### Directive
Copy the items below word for word, beginning with the line that contains "In the photo above, where can the reflected" and continuing through the line that contains "column 480, row 422".

--- BEGIN Records for the task ---

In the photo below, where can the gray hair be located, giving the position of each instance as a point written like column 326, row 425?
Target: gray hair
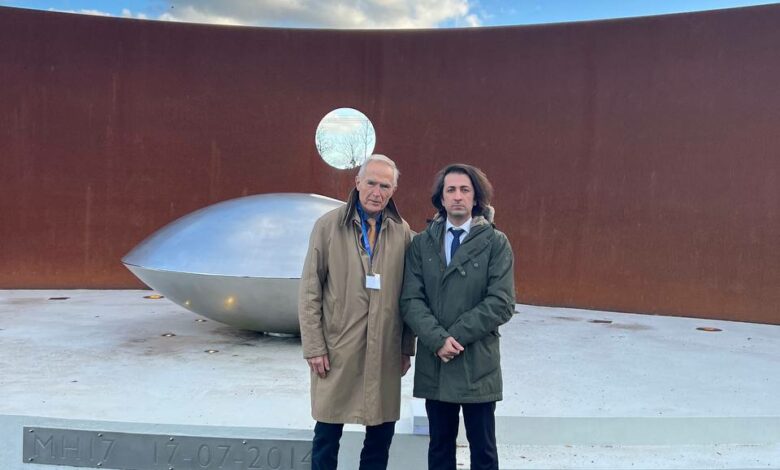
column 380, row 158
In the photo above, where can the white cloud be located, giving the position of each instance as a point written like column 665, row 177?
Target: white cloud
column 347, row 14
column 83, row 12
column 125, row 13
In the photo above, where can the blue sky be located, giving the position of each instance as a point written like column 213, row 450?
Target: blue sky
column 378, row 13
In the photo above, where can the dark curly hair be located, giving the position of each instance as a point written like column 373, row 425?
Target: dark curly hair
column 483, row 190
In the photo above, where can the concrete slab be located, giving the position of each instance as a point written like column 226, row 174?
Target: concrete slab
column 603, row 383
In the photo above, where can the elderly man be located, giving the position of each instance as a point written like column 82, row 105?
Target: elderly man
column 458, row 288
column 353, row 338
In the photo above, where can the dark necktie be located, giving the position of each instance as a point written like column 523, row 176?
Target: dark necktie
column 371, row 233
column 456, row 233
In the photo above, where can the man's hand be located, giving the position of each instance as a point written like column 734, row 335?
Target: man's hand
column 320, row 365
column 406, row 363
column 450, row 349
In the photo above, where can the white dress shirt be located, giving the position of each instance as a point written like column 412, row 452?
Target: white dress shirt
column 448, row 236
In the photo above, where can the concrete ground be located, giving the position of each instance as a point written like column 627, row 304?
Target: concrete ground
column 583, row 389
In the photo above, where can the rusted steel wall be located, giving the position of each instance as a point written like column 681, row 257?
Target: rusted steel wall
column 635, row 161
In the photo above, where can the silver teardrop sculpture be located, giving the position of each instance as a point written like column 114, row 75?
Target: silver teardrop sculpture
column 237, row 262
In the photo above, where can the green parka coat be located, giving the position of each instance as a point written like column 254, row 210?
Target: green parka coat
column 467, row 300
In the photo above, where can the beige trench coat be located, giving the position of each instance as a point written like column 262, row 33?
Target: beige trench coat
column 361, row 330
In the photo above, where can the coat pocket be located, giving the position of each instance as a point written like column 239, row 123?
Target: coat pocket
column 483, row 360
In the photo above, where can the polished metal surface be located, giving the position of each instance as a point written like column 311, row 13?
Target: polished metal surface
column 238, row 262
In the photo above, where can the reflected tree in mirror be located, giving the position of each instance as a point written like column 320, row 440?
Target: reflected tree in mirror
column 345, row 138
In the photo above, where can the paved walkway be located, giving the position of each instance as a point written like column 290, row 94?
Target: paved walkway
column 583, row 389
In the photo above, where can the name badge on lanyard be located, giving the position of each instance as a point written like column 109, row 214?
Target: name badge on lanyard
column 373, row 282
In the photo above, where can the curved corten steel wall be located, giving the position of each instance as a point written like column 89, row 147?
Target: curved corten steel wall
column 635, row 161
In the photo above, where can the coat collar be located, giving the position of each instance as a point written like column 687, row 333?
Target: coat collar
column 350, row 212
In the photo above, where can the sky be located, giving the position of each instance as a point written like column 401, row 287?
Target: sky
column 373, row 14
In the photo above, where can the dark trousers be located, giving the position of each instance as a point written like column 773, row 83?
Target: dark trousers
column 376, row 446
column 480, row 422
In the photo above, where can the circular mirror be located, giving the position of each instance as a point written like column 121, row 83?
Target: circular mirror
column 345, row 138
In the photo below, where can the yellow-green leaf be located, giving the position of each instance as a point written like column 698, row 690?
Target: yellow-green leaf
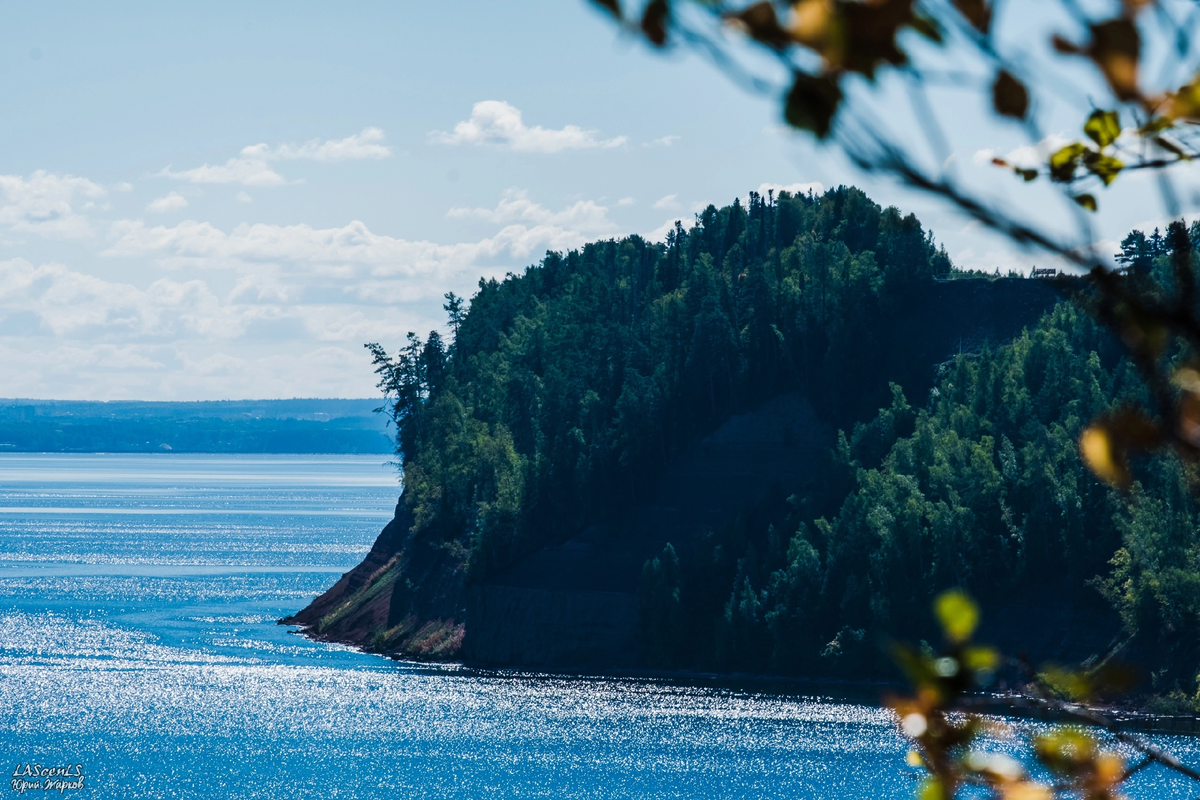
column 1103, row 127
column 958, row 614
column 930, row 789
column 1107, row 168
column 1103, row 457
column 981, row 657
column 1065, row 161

--- END Records for the task ---

### Solution for this task
In the photo above, where can the reflected tree in mirror be located, giving the position of each instance as a point written like column 320, row 440?
Target: reflected tree in mirror
column 345, row 138
In the photo above, where can the paved walkway be located, giving the position of each instance as a point written like column 290, row 94?
Target: paved walkway
column 583, row 389
In the photo above, where can the name badge on lanyard be located, giving the position of each instance as a point written like column 109, row 214?
Target: name badge on lanyard
column 373, row 282
In the photo above, where can the curved corten steel wall be located, giving the position of each instance as a point written like column 89, row 147?
Target: curved corten steel wall
column 635, row 161
In the photo above, where can the coat collar be located, giving the position of each instance as a point written like column 687, row 333?
Target: coat collar
column 350, row 212
In the photo above, where can the sky be located, giving the position of each instance as a point written like column 401, row 287?
Target: sky
column 373, row 14
In the photo above, where can the dark trousers be located, giving the position of each instance as a point written like column 773, row 83?
Target: dark trousers
column 376, row 446
column 480, row 422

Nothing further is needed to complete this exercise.